▶ [Task prompt]:
Give back all of the records exactly.

▶ [Extracted information]:

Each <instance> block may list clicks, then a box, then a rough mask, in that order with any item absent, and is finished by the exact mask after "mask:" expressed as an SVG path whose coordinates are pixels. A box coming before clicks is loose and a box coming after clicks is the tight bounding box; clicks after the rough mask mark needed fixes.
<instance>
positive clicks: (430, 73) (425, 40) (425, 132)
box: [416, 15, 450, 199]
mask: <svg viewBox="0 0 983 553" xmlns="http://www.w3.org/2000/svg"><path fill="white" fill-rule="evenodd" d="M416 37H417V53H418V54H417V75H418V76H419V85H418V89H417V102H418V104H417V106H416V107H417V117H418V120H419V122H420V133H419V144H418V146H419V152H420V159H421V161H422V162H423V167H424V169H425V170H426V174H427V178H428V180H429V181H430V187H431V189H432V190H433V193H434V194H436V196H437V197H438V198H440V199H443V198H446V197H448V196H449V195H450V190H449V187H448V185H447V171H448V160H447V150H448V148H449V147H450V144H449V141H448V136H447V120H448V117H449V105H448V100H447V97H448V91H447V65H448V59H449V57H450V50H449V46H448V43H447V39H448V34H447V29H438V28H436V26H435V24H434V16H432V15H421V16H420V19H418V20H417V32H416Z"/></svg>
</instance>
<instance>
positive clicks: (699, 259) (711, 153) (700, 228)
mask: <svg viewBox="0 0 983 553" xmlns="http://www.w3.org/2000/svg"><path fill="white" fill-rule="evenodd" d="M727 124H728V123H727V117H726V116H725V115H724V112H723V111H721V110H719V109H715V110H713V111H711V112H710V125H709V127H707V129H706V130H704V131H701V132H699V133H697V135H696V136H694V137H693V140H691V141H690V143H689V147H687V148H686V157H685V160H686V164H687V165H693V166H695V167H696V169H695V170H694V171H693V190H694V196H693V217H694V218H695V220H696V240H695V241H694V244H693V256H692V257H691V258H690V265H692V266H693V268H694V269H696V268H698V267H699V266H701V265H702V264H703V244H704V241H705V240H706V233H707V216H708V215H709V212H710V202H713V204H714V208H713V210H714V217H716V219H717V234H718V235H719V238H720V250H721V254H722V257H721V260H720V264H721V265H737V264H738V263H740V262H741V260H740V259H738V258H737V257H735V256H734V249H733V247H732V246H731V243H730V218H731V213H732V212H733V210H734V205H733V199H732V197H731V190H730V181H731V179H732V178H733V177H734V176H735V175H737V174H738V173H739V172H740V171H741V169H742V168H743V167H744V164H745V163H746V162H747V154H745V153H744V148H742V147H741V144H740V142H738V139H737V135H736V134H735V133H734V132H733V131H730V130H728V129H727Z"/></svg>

▶ [Solution to this problem]:
Each <instance> block may list clicks, then a box, then a rough mask, in that order with any item absent, and is finished by the exact mask after "mask:" expressed as an SVG path whose coordinates are pixels. A box coming before clicks is loose and a box coming after clicks is the tight bounding box; clicks after the rough mask mark needed fixes.
<instance>
positive clicks: (430, 73) (425, 40) (425, 132)
box: [416, 15, 450, 199]
mask: <svg viewBox="0 0 983 553" xmlns="http://www.w3.org/2000/svg"><path fill="white" fill-rule="evenodd" d="M416 37H417V53H418V54H417V75H418V76H419V85H418V89H417V102H418V104H417V106H416V107H417V117H418V120H419V122H420V133H419V144H418V146H419V152H420V159H421V161H422V162H423V167H424V169H425V170H426V174H427V178H428V180H429V181H430V187H431V189H432V190H433V193H434V194H436V196H437V197H438V198H440V199H443V198H446V197H448V196H449V195H450V190H449V187H448V185H447V171H448V160H447V150H448V148H449V147H450V144H449V141H448V136H447V120H448V117H449V105H448V100H447V97H448V91H447V65H448V59H449V57H450V50H449V46H448V43H447V39H448V34H447V29H438V28H436V26H435V24H434V16H432V15H421V16H420V19H418V20H417V32H416Z"/></svg>
</instance>
<instance>
positive clicks: (699, 259) (711, 153) (700, 228)
mask: <svg viewBox="0 0 983 553" xmlns="http://www.w3.org/2000/svg"><path fill="white" fill-rule="evenodd" d="M727 124H728V123H727V117H726V116H725V115H724V112H723V111H721V110H719V109H715V110H713V111H711V112H710V125H709V127H707V129H706V130H704V131H701V132H699V133H697V135H696V136H694V137H693V140H691V141H690V143H689V147H687V148H686V157H685V160H686V164H687V165H693V166H695V167H696V169H695V170H694V171H693V190H694V196H693V217H694V218H695V220H696V240H695V241H694V244H693V256H692V257H691V258H690V265H692V266H693V268H694V269H696V268H698V267H699V266H701V265H702V264H703V244H704V241H705V240H706V233H707V216H708V215H709V212H710V202H713V204H714V208H713V210H714V217H716V219H717V234H718V235H719V238H720V250H721V254H722V257H721V260H720V264H721V265H737V264H738V263H740V262H741V260H740V259H738V258H737V257H735V256H734V249H733V247H732V246H731V243H730V218H731V213H732V212H733V210H734V205H733V199H732V197H731V190H730V181H731V179H732V178H733V177H734V176H735V175H737V174H738V173H739V172H740V171H741V169H742V168H743V167H744V164H745V163H746V162H747V154H745V153H744V148H742V147H741V144H740V142H738V139H737V135H736V134H735V133H734V132H733V131H730V130H728V129H727Z"/></svg>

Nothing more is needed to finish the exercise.